/---

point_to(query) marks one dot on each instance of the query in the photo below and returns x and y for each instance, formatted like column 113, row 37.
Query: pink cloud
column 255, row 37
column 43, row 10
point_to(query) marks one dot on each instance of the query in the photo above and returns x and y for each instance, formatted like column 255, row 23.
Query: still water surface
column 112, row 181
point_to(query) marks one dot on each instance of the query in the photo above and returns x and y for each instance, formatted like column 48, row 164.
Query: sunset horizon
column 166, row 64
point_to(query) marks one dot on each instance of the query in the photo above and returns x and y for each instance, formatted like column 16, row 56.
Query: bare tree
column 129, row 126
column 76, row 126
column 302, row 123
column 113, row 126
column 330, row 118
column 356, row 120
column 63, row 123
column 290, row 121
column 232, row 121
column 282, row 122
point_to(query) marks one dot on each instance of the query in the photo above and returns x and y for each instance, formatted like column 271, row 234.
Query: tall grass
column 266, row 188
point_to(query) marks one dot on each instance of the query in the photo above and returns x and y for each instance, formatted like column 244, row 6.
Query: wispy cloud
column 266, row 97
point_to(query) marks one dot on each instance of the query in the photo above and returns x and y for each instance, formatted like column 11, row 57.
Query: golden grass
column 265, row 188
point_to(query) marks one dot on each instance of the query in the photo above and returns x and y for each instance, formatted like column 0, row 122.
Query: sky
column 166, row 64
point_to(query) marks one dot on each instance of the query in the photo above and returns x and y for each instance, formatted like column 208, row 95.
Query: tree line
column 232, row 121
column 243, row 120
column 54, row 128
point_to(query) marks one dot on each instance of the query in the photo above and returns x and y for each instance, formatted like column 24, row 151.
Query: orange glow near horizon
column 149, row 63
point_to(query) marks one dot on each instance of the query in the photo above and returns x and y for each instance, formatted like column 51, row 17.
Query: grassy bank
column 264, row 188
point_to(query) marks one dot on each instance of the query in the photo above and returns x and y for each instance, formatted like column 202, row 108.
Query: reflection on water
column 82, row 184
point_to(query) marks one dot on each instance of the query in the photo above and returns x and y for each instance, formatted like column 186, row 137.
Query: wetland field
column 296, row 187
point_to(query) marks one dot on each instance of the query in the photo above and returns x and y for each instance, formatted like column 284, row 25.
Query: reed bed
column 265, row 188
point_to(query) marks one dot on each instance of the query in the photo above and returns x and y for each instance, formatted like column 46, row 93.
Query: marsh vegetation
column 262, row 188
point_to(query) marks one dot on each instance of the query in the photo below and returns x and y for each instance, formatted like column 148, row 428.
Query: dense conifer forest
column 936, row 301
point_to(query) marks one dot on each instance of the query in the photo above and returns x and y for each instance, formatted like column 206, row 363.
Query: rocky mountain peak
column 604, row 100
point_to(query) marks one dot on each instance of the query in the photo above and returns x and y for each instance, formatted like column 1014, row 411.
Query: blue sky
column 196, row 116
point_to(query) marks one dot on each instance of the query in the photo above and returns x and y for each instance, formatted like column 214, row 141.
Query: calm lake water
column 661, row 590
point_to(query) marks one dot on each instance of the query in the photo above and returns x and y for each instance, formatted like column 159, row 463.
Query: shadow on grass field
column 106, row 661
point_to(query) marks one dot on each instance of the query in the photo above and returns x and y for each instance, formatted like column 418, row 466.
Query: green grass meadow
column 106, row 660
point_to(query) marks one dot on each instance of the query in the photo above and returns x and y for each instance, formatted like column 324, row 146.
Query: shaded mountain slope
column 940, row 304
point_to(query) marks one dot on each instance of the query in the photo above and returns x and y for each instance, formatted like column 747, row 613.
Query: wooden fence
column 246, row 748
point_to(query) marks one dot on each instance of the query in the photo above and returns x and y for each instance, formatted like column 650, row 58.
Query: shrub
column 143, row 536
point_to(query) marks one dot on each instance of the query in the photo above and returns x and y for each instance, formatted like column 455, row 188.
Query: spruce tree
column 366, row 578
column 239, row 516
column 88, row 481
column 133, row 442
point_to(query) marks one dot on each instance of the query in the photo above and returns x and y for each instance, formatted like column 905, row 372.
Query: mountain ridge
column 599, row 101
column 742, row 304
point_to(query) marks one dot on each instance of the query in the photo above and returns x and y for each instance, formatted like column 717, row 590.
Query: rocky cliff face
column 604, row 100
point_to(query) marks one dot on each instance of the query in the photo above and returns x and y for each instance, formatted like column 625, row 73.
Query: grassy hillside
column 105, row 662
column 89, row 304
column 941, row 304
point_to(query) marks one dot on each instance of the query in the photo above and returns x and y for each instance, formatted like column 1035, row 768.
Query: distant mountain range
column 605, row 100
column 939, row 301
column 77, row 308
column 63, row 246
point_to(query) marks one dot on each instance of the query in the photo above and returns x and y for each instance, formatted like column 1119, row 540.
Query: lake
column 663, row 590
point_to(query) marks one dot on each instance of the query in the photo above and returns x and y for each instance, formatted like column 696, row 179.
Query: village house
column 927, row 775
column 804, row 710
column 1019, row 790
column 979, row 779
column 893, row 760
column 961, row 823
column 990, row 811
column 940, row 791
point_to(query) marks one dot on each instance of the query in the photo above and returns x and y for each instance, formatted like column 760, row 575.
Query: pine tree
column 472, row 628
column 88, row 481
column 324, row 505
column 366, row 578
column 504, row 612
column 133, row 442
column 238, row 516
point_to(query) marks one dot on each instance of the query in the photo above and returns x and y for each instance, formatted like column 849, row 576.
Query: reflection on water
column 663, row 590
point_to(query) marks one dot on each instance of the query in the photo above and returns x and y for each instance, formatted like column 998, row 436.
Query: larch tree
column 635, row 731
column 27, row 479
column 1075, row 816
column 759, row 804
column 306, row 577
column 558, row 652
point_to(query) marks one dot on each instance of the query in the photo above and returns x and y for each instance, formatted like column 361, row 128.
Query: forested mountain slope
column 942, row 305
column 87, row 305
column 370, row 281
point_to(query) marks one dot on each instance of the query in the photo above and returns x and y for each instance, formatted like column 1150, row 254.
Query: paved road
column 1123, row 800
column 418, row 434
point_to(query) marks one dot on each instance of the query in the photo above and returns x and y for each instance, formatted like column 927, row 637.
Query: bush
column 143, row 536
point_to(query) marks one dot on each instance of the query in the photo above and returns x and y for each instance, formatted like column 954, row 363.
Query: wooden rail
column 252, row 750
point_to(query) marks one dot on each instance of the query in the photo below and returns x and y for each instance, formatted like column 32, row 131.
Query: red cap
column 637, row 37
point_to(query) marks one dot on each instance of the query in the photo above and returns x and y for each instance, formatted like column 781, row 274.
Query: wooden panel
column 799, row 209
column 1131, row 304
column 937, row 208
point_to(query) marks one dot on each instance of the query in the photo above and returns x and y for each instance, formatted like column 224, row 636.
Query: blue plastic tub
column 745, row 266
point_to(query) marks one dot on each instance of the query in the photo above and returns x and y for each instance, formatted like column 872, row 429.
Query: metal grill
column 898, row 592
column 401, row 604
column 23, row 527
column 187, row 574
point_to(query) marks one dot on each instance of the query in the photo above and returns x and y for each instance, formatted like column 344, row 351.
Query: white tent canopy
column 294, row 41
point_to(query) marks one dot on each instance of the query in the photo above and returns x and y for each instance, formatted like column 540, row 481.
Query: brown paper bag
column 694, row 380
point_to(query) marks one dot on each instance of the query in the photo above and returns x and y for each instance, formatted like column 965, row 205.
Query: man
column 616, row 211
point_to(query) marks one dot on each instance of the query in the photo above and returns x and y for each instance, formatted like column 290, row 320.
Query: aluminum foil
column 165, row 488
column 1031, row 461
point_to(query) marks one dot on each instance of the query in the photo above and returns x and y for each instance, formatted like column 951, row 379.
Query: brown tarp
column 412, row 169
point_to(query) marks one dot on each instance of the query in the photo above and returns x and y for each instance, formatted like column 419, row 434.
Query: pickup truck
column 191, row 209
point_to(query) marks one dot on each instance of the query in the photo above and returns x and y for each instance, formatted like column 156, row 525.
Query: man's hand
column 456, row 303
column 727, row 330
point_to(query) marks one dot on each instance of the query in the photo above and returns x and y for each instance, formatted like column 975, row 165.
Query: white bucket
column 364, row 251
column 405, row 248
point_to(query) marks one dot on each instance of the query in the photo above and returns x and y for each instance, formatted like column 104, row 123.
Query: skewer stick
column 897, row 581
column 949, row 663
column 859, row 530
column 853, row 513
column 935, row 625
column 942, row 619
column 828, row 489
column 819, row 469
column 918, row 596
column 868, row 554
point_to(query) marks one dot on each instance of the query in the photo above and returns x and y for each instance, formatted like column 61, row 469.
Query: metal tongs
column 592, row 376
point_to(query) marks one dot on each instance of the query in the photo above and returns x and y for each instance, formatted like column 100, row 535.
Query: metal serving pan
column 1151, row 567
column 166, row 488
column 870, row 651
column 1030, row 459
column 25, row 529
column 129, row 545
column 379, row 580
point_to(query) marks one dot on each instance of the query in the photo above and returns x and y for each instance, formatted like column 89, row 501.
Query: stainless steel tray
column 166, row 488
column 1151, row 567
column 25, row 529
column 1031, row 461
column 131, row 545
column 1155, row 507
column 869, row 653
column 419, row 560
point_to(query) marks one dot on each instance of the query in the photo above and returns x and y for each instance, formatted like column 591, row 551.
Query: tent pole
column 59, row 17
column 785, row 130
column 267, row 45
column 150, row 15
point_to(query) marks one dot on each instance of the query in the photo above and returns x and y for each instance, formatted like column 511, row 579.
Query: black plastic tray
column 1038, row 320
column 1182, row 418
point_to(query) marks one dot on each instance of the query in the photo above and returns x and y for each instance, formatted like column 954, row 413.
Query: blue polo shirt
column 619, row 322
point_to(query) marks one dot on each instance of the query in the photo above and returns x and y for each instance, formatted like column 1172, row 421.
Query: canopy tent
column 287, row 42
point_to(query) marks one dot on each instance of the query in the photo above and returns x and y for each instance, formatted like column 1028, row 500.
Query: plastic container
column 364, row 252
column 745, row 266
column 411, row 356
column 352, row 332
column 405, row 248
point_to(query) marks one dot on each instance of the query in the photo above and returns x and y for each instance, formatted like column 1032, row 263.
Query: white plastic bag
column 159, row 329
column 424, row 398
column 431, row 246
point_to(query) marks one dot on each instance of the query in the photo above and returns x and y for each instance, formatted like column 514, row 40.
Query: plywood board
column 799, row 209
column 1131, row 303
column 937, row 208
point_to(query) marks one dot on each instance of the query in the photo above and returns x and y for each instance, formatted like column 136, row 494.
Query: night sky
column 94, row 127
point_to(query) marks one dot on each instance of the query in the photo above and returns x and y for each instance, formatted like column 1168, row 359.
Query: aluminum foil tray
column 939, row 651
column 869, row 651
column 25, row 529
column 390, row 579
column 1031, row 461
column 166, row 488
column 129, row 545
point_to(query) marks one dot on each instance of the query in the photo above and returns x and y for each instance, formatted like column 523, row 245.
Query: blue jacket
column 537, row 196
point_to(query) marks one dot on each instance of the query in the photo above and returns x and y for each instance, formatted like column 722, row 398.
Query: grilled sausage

\---

| Exercise prompt |
Only the lines from the one containing "511, row 579." to the end of the data should be printed, exactly as they stand.

| Task response |
point_to(query) marks one dot on each instance of the query in the photo above and returns x and y for each instance, formatted like column 511, row 579.
Query: black plastic tray
column 1038, row 320
column 1182, row 418
point_to(query) marks one dot on each instance of the query in the photo above and returns x and y for each instance, formatted like column 954, row 413.
Query: blue polo shirt
column 619, row 322
point_to(query) marks one dot on each instance of the query in the photo above and returns x and y for each instance, formatted like column 1172, row 421.
Query: canopy tent
column 287, row 42
point_to(query) marks one dot on each instance of the query in the photo above and returns x and y for each instance, formatted like column 1028, row 500.
Query: plastic container
column 364, row 252
column 745, row 266
column 411, row 356
column 352, row 332
column 405, row 248
point_to(query) marks one dot on each instance of the query in the photo above and returns x and y for each instance, formatted like column 1032, row 263.
Query: white plastic bag
column 159, row 329
column 424, row 398
column 431, row 246
point_to(query) marks one dot on each instance of the query in the photo above and returns x and y for each instance, formatted like column 514, row 40.
Query: plywood board
column 799, row 209
column 1131, row 303
column 937, row 208
point_to(query) marks one dot on each instance of the query in the photo above and returns x and y for each instance, formatted like column 136, row 494.
Query: night sky
column 94, row 127
point_to(query) marks one dot on each instance of the query in the photo above and returns x and y for each instance, formatted like column 1168, row 359.
Query: aluminum foil tray
column 939, row 651
column 869, row 651
column 25, row 529
column 390, row 579
column 1031, row 461
column 166, row 488
column 129, row 545
point_to(query) marks one dot on each instance of the query in the photo above and returns x and y for each instance, formatted like column 523, row 245.
Query: blue jacket
column 537, row 196
point_to(query) marks one dot on each instance of the query in the photo above and returns x and y for each instance, formatted like column 722, row 398.
Query: grilled sausage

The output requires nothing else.